* _AVAILABLE RECORDS_
* * * * * * *

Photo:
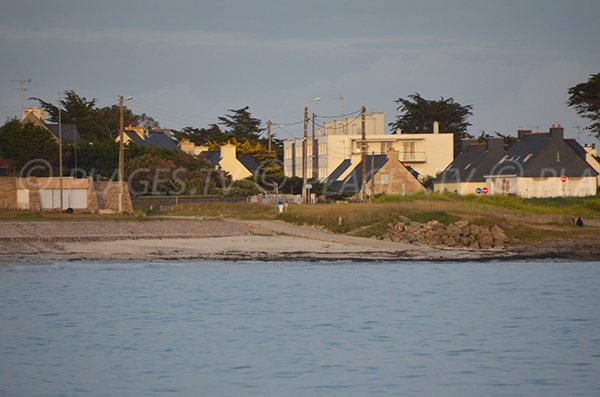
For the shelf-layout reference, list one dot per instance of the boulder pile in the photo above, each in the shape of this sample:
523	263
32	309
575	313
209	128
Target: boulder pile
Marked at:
461	234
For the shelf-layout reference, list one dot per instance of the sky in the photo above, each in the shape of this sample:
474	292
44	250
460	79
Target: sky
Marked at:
187	62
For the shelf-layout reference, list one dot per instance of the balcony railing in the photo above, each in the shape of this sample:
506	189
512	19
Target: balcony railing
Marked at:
407	157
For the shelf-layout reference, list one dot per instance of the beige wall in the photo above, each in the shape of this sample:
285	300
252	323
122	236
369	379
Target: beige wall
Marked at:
544	187
231	164
432	152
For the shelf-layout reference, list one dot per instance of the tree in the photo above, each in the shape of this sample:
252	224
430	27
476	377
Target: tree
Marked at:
93	123
241	125
201	136
417	115
22	143
585	98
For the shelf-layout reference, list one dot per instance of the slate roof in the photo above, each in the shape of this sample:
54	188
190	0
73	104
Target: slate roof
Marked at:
353	181
160	140
248	162
69	132
533	155
576	147
472	164
134	137
340	169
213	156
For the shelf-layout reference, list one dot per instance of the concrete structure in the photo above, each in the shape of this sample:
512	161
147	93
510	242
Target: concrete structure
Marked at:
427	154
385	174
592	158
238	167
43	194
544	165
467	172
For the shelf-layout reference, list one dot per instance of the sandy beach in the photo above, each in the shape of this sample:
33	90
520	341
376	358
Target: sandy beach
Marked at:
206	239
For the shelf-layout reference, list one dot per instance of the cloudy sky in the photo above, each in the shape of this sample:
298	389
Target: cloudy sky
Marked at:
187	62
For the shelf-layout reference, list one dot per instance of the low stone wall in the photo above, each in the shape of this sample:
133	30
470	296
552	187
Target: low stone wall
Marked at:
8	192
460	234
107	197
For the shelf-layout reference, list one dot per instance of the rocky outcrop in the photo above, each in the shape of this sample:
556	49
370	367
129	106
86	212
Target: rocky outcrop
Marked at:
461	234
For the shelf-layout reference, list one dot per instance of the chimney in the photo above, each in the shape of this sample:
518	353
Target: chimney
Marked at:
495	145
228	152
393	155
522	132
557	132
464	143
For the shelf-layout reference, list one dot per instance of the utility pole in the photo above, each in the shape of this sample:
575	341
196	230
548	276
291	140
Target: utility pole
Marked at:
269	135
304	156
363	188
60	152
372	176
315	151
22	88
121	154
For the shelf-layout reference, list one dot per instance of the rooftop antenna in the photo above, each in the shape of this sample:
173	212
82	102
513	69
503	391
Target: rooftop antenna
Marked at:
22	88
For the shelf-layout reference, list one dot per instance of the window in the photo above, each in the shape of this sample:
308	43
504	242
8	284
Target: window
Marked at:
409	150
384	179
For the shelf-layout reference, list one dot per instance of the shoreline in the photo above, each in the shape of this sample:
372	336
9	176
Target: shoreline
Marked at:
194	239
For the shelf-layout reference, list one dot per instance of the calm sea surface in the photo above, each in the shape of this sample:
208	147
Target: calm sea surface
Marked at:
300	329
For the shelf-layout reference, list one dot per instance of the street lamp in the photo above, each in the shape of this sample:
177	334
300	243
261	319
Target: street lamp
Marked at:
121	153
305	152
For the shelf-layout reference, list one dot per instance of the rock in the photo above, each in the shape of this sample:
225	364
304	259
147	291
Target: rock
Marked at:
474	229
462	224
485	239
410	237
404	219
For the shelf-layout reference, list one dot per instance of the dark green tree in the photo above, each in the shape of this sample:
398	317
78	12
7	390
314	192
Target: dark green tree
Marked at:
585	99
24	142
93	123
240	124
417	115
201	136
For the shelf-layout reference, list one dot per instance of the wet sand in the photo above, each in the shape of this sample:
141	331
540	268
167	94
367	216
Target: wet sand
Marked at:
207	239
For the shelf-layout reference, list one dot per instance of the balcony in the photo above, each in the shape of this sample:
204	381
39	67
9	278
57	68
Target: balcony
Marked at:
413	157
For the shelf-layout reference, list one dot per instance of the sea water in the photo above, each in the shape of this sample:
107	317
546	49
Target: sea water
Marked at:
300	329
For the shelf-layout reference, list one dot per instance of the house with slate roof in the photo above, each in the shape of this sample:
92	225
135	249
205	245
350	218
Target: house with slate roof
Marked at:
239	167
543	165
466	174
160	138
385	174
68	131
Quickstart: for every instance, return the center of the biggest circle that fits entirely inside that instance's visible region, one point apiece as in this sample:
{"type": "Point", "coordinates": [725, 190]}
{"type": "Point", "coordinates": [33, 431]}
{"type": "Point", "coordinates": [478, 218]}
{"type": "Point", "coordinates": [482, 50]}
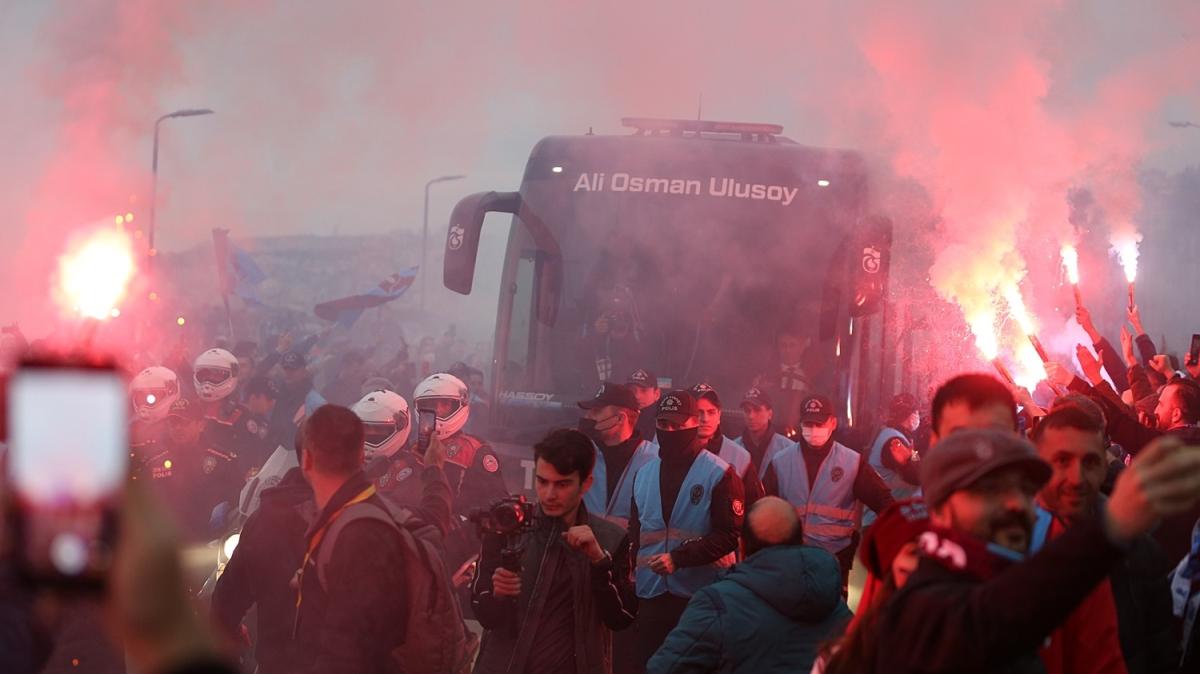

* * * * * * *

* _PROBLEM_
Each line above that contains the word "green" should be returned.

* _TASK SOLUTION_
For the shelf-layout reference, list one dot per instance of the dark green tree in the photo above, each in the shape of this sample:
Target: dark green tree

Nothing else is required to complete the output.